**Task objective:** Below are some records; output all of them exactly as they read.

**** Input ****

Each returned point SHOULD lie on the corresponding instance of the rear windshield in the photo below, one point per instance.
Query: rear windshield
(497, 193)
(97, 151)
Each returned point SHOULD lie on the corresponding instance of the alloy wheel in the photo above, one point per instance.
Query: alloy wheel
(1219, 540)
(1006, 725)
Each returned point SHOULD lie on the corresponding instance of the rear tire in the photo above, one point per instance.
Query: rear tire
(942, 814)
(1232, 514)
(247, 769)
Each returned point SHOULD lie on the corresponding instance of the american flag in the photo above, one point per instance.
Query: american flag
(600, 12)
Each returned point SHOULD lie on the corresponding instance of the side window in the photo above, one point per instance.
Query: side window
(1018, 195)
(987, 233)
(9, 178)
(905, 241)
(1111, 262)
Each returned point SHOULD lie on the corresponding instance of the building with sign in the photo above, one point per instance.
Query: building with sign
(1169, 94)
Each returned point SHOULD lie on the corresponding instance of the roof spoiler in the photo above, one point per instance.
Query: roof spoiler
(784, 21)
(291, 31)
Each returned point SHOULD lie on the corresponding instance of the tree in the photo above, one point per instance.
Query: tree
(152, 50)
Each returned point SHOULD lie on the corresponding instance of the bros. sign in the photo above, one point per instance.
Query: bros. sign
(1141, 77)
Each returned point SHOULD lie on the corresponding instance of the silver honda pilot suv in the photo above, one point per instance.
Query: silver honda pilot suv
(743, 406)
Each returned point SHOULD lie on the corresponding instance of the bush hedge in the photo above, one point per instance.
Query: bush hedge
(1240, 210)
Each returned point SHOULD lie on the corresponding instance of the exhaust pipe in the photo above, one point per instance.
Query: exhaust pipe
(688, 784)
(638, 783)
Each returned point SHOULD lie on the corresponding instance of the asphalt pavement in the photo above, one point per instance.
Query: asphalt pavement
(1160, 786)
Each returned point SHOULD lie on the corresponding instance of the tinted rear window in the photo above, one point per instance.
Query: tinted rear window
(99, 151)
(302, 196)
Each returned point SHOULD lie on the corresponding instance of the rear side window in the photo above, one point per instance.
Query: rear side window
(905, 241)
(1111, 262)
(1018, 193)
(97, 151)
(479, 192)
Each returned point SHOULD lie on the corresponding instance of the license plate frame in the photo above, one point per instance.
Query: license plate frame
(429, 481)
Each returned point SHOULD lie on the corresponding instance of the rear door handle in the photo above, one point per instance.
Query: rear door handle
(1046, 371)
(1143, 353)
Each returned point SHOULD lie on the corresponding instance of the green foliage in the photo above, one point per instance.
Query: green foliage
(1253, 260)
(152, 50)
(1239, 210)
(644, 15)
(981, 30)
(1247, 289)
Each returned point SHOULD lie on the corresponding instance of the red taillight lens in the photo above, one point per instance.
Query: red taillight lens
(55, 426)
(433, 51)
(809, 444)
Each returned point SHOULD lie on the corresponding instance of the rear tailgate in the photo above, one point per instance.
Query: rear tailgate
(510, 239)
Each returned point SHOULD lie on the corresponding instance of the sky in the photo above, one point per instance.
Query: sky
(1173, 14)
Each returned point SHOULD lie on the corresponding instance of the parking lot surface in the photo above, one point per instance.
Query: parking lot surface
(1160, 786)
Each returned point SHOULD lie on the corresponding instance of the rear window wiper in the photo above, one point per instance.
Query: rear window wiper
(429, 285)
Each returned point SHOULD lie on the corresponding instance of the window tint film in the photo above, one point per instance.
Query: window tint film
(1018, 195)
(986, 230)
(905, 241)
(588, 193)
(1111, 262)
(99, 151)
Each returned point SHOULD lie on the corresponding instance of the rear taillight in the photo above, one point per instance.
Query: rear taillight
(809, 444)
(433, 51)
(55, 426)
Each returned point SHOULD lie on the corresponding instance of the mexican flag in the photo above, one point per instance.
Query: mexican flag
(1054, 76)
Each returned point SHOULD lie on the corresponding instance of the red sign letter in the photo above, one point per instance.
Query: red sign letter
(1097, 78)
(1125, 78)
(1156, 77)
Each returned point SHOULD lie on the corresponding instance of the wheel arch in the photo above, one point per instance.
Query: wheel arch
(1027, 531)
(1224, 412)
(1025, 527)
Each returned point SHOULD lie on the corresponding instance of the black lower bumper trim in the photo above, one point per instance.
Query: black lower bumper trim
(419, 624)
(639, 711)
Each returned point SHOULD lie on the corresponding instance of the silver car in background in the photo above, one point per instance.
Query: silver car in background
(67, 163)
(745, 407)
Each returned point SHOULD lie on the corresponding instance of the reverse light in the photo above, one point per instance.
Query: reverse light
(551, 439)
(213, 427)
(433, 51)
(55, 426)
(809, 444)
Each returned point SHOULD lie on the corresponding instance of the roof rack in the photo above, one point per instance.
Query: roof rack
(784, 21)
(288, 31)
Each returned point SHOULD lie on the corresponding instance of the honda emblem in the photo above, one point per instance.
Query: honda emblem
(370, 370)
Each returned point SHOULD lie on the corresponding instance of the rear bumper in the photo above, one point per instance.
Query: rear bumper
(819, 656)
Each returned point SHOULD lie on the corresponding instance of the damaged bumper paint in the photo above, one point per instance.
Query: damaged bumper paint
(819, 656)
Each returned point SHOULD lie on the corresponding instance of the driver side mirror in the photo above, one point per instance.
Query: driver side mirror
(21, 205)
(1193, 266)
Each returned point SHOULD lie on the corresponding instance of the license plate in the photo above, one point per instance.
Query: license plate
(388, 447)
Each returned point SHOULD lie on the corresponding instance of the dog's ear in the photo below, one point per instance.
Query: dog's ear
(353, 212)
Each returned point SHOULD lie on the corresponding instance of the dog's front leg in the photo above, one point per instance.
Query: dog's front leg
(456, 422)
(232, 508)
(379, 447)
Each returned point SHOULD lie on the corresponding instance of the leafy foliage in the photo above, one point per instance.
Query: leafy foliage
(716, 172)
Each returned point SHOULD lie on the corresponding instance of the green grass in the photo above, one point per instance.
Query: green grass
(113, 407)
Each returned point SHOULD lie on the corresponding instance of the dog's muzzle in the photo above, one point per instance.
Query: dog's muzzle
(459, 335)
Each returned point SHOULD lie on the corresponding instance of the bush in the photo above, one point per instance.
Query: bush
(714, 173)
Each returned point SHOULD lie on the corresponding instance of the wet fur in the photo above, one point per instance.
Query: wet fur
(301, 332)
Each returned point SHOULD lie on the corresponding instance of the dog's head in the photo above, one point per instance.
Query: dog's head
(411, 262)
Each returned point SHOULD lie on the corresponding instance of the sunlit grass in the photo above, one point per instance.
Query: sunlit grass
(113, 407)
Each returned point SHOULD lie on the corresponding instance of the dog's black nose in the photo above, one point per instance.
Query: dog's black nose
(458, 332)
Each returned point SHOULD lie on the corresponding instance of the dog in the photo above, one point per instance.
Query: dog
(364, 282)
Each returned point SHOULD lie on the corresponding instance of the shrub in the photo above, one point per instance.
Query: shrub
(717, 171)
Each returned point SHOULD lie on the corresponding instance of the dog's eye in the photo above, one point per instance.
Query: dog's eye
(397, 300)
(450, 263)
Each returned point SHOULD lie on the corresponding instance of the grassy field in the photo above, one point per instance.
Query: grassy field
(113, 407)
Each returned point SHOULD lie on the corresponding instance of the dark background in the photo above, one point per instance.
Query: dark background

****

**Completed exercise:**
Each returned point SHOULD lie on the corresponding instance of the rear windshield in the photo below, one point per instance.
Query: rear windshield
(497, 193)
(97, 151)
Each returned point SHOULD lie on the corresponding instance of the alloy wheel in the photo above, one point per instance.
Query: alloy wheel
(1219, 540)
(1006, 725)
Each returned point SHOULD lie on the corresponding instance of the rear tire in the photo above, one point per instance.
Query: rear tire
(942, 814)
(1232, 514)
(247, 769)
Each returned point SHOULD lie on the corresponding instance of the american flag in the photo above, one point per instance.
Query: american flag
(600, 12)
Each returned point SHOULD lie on the corresponding instance of the side window in the photo above, one point per instance.
Query: side window
(1018, 195)
(987, 233)
(9, 178)
(905, 241)
(1111, 262)
Each returned point SHOULD lie on the corresponding instance of the building with sign in the photo above, one point per instance.
Query: building with sign
(1169, 94)
Each returned point SHOULD lie on the corresponding instance of the roof spoiler in the photo above, one point per instance.
Query: roof spoiler
(784, 21)
(291, 31)
Each returned point SHOULD lie on the corresponding instance of the tree in the photo above, one point per instance.
Query: tree
(152, 50)
Each returned point SHOULD lie on the corresponding instance of the bros. sign in the photo above, one point per instance.
Query: bros. sign
(1141, 77)
Each returned point SHOULD lie on the corresponding instance of the silver honda pilot suv in the photo above, one point per instance.
Query: silver honda pilot suv
(743, 406)
Each returned point SHOULD lie on the corresponding instance of the bush hedge in the photo above, one point per instance.
Query: bush hedge
(1240, 210)
Each returned point SHOULD lie on the corresponding instance of the exhaust pipe in the photo above, one point per instance.
Query: exhaust pipe
(688, 784)
(638, 783)
Each returned point SHOULD lie on the corresponding instance of the asphalt pavement in the photo above, one point per instance.
Query: asphalt pavement
(1160, 786)
Each returned point SHOULD lie on the corresponding instance of the tinted rear window in the photo above, one point per instance.
Query: tinted rear window
(99, 151)
(302, 196)
Each returned point SHOULD lie on the corresponding instance of the rear side window in the photo above, one point per instance.
Query: rear side window
(905, 241)
(1111, 262)
(1018, 193)
(97, 151)
(479, 192)
Each returned point SHOULD lie on the corresponding instance of the license plate frame in the photo above, one point per instance.
Query: license plate frame
(429, 481)
Each returned point SHOULD lie on the corresponding instance of the rear door handle in the photo above, one point per instance.
Query: rear door handle
(1046, 371)
(1143, 353)
Each returned point SHOULD lie on the corresponding instance of the green foliage in the photo above, one point per instance.
Query: green foliage
(1253, 260)
(152, 50)
(1239, 210)
(644, 15)
(981, 30)
(1247, 289)
Each returned point SHOULD lie on the corresponding instance of the red taillight lens in the photo above, one point per instance.
Query: red taillight lens
(55, 426)
(433, 51)
(809, 444)
Each returned point SHOULD lie on the corresponding instance of the rear tailgate in the photo above, one point per instance.
Query: rear tailgate
(510, 239)
Each returned point SHOULD lie on the corresponding instance of the sky in the photo above, one point per instance.
Query: sky
(1173, 14)
Each returned point SHOULD lie on the corresponding instance of the parking lot surface in the photo above, one point per instance.
Query: parking lot surface
(1160, 786)
Each returned point SHOULD lie on the corresponding instance of the rear window wiper in the photo above, one point per instance.
Query: rear window wiper
(429, 285)
Each returned point SHOULD lie on the corresponding instance of the window tint film in the photo above, one point per instance.
Query: window tint film
(1018, 195)
(986, 230)
(905, 241)
(588, 193)
(1111, 262)
(99, 151)
Each returned point SHOULD lie on the corresponding instance of the rear taillight in the photo above, one point per instance.
Query: rear taillight
(809, 444)
(433, 51)
(55, 426)
Each returned point SHOULD lie on the corresponding instance of the mexican flag in the photo above, one point per instance.
Query: mexican flag
(1054, 76)
Each returned point SHOULD lie on the corresponding instance of the red sign letter in the photo above, one point per instance.
Query: red sign letter
(1097, 78)
(1125, 78)
(1156, 77)
Each returned point SHOULD lie on the corresponding instance of the wheel arch in the photo above, one point per instance.
Query: wheel arch
(1027, 531)
(1224, 412)
(1025, 527)
Each returned point SHOULD lie on the corresponding instance of the black lower bumper trim in the photo above, one point per instance.
Query: black lower bumper trim
(419, 624)
(639, 711)
Each returned point SHOULD lie on the corresponding instance of the silver car in background in the photo above, one point per instance.
Query: silver car in background
(67, 163)
(745, 407)
Each returned point SHOULD lie on the corresponding instance of the reverse light in the photo above, one point per instance.
Query: reverse light
(551, 439)
(213, 427)
(433, 51)
(55, 426)
(809, 444)
Each returned point SHOULD lie on the corresponding instance of the roof rack in the photo above, one point per instance.
Query: roof rack
(784, 21)
(288, 31)
Each returned point SHOULD lie on the corresponding instance of the honda emblem in the photo above, one point per instance.
Query: honda emblem
(370, 370)
Each returned point SHOULD lie on the corresponding instance of the rear bumper in the photo above, one point per instance.
Query: rear bumper
(819, 656)
Each returned point SHOULD lie on the corresponding instance of the damaged bumper paint in the photo above, one point per instance.
Query: damaged bumper paint
(819, 656)
Each returned point SHOULD lie on the corresponding instance of the driver side mirror in the photo above, one point per instance.
Query: driver side mirror
(21, 205)
(1193, 266)
Each returned point SHOULD lie on the corresponding instance of the license plate in the photo above, one point per instance.
Query: license plate
(388, 447)
Each returned point SHOULD lie on the corresponding instance of the dog's ear in the photo below, one point per instance.
Query: dog's ear
(353, 212)
Each returned point SHOULD lie on the corresponding instance of the dog's front leg in the photo above, one point per instance.
Query: dog's front leg
(456, 422)
(232, 508)
(379, 447)
Each returned point SHOULD lie on the corresponding instance of the leafy foliage in the photo above, one point per instance.
Query: leafy foliage
(716, 172)
Each returned point SHOULD lie on the corresponding instance of the green grass in the photo above, one point per instance.
Query: green grass
(113, 407)
Each returned point SHOULD lie on the corresponding instance of the dog's muzzle in the photo above, one point per instance.
Query: dog's muzzle
(459, 335)
Each returned point SHOULD lie on the corresponding instance of the bush in the photo above, one point per instance.
Query: bush
(714, 173)
Each returned point SHOULD lie on the corresponding instance of the wet fur in the photo above, one point per instance.
Query: wet fur
(301, 332)
Each returned point SHOULD lie on the corresponding instance of the dog's head in the photo above, one point per instance.
Query: dog's head
(411, 262)
Each returned point SHOULD lie on the corresponding instance of the sunlit grass in the photo above, one point per instance.
Query: sunlit grass
(113, 407)
Each returned point SHOULD lie on the corresponding instance of the dog's black nose in the photo above, one point per instance.
Query: dog's black nose
(458, 332)
Each returned point SHOULD lie on the corresponding instance of the dog in the photo above, one point per instance.
Query: dog
(364, 282)
Each returned point SHOULD lie on the corresponding instance of the shrub in the photo above, one point per instance.
Query: shrub
(717, 171)
Each returned point SHOULD lie on the corresponding instance of the dog's eye in the photo above, one point per instance.
Query: dog's eye
(397, 300)
(450, 263)
Each returned point SHOULD lie on the corresponding instance of the grassy field in the photo above, one point per instance.
Query: grassy field
(113, 407)
Each returned point SHOULD lie on the corresponding instance of the dark background in the photo above, one point per instance.
Query: dark background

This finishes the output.